##### 记录集 #####

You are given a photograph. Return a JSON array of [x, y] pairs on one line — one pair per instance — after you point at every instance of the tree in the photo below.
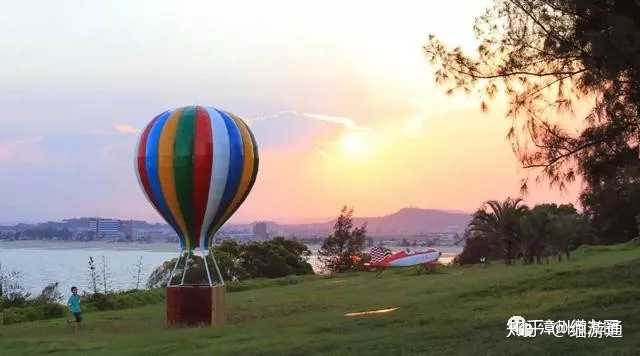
[[544, 55], [341, 251], [535, 229], [259, 259], [500, 221]]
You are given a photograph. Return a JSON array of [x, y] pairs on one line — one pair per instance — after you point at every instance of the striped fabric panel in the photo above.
[[202, 166], [249, 170], [166, 172]]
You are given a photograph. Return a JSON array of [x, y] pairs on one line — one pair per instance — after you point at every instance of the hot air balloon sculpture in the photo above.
[[196, 165]]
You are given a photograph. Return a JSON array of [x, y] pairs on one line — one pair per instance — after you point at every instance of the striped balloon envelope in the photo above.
[[196, 166]]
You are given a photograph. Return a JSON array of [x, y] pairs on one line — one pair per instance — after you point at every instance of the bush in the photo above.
[[122, 300]]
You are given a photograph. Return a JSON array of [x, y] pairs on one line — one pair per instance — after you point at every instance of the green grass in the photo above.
[[458, 310]]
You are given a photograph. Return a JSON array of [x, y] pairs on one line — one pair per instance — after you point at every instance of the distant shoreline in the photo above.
[[90, 245]]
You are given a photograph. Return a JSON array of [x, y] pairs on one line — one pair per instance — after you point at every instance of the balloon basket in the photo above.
[[195, 305]]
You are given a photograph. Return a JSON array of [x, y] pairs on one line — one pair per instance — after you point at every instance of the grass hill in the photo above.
[[456, 310]]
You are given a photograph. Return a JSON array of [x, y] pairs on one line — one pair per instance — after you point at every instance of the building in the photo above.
[[260, 230], [106, 228]]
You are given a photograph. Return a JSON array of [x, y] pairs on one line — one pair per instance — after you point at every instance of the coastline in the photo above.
[[89, 245]]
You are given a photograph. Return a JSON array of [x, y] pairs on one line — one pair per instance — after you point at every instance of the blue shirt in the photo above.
[[74, 303]]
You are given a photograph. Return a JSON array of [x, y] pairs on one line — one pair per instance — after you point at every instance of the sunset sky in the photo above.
[[339, 96]]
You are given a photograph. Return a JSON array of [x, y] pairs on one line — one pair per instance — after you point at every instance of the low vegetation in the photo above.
[[512, 231], [460, 310]]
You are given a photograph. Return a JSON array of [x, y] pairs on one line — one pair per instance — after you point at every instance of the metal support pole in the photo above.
[[173, 270], [206, 266], [184, 271], [215, 264]]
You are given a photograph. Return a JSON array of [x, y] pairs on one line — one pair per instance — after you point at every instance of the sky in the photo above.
[[339, 95]]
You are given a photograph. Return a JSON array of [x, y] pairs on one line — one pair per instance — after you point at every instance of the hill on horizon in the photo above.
[[404, 222]]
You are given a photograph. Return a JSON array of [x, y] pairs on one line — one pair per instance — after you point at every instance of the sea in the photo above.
[[40, 263]]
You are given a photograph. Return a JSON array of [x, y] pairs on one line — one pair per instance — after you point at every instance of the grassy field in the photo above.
[[457, 310]]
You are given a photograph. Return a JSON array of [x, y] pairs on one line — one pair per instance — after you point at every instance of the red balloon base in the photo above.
[[195, 305]]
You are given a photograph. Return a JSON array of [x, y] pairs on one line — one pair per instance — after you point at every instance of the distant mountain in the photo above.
[[407, 221]]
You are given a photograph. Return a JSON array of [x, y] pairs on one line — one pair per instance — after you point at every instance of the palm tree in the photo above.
[[501, 221]]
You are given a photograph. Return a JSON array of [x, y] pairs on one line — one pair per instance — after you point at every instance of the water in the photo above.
[[69, 266]]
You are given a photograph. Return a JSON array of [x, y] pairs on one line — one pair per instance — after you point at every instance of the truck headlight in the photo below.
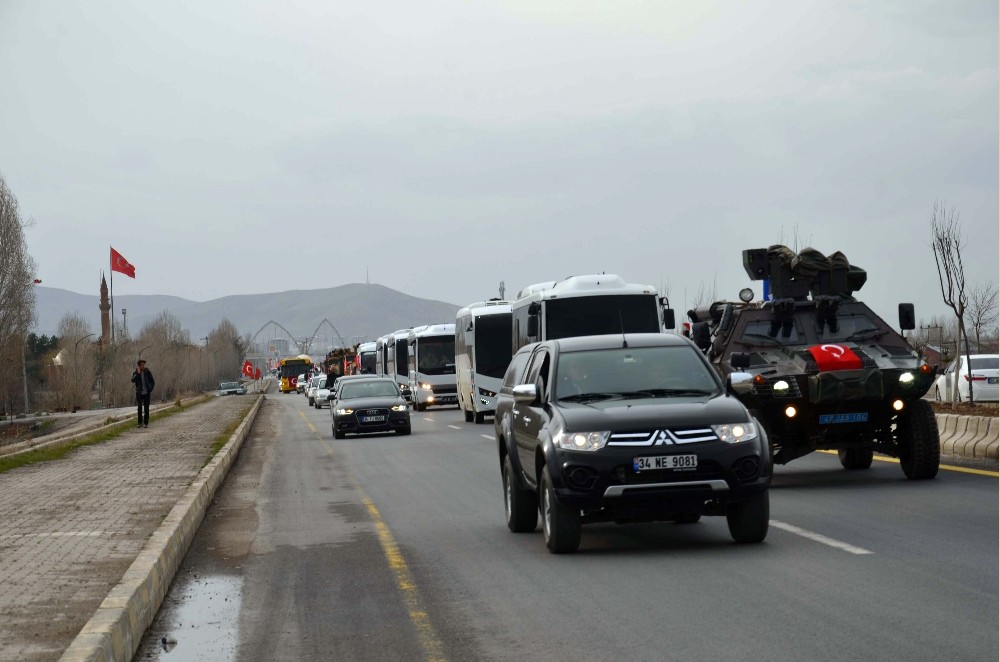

#####

把以上所有条目逐字抄写一遍，图片略去不抄。

任务输出:
You are given a photograph. Return a JSON array of [x, y] pairs on one line — one pair per instance — after you point at every instance of the tree in the photo below.
[[544, 55], [341, 251], [535, 229], [259, 259], [500, 221]]
You are given a photograph. Return a JSON array of [x, y] pairs on one line — one pair per instance — after you point at every instance of the striped fabric panel in the photo above.
[[202, 166], [249, 170], [166, 172]]
You are given a photograph. Return a JSON array of [x, y] pairs on one line — one pair per instance — after you point at every instance of the hot air balloon sculpture in the photo above.
[[196, 165]]
You are given a photograph. Return a JSON array of [x, y] pairs on one line — one pair per instance — after you point at every instance of the striped balloon envelope in the photo above.
[[196, 166]]
You are given a photograph. Return a JSON array of [x, y] pairs on one line — one pair per instance — after you point at every instance of the bush in the photo above.
[[122, 300]]
You are given a photograph. Return a JSON array of [x, y] pairs on one line — one pair per instance — after you point at every instance of the green grass in the photo above.
[[458, 310]]
You are given a photograph. Return a JSON array of [x, y] pairs on one line — one pair per instance — after you point at every instance of the distant shoreline in the photo above.
[[90, 245]]
You are given a photograph. Return a JSON array of [x, y] pairs on one line — one pair per instance — after you point at every instance of the balloon basket in the photo above.
[[195, 305]]
You are given a photograph. Return a JSON array of [x, y] pairs on one line — one pair per instance — after you point at every instance of the grass hill in the photo above.
[[456, 310]]
You are given a photograph. Return a JSON array of [x, y] pairs on one line — one pair per instance — after you point at every instance of the building in the photo above.
[[260, 230], [106, 228]]
You are given a photograph. Return a JSON array of [x, y] pairs on one line — one pair per instance — after you point at every instance of the coastline in the photo above.
[[89, 245]]
You are given a photograph. Return a JSON array of [x, y] pairs on one line — one pair per instance — after you point at every instance of the blue shirt in the photo above.
[[74, 303]]
You are given a photograph. Return a JSON array of [x, y] pairs on one line — one pair per instance — after you point at every instance of the sunset sky in the photo above.
[[339, 96]]
You are given a photograph. Return a JSON array of [x, y] pairs on one line — one pair per instance — after you point at every instance of the low vegetation in the photo above.
[[512, 231], [460, 310]]
You are given a photograph. Return a JSON array of [x, y] pairs on one line — one pair per instance — after you point at every instance of the metal support pole in the photo above.
[[173, 270], [206, 266], [184, 271], [215, 264]]
You are given a photograph. Return a JSON array of [x, y] pairs on one line — one pair per instance — after you point at every instance of the sky in the photo above.
[[339, 95]]
You are given a photograph. Return a JSON array of [x, y] pairs on one line — one pair per instance — after you point at every instance of the hill on horizon in the photo above.
[[404, 222]]
You are given a photograph. Return a JSON array of [x, y] pairs on one line — one pair per instance — after you point at every instance of the sea in the photo above.
[[40, 263]]
You are given a photograph. Return a JSON array of [x, y] pairs on one line — one pair per instance — after you point at every instance of the grassy field in the photo above.
[[457, 310]]
You are given a photograph. Return a JSON array of [x, y] pairs on one line — one pair per instance — after you point at every instance of the red balloon base in the photo above.
[[195, 305]]
You are given a photograph. Return a JSON array of [x, y] pairs on one line — one pair per instance — after you point at every instance of the distant mountain in the photo above.
[[407, 221]]
You are given a photograph. Return a JSON array of [x, y] pairs on one line — one pair per instance — after you point at every instance of the palm tree in the photo above.
[[501, 221]]
You are given a photograph. Return a JSON array of [x, y] pairs on one line — one pair per instance — after you point at every instance of the water in the photo above.
[[69, 266]]
You are given a photograph. Return a JSON array of [x, y] pairs on one line — one pair per instance — after you point at every instance of the truck headlight in the photo below.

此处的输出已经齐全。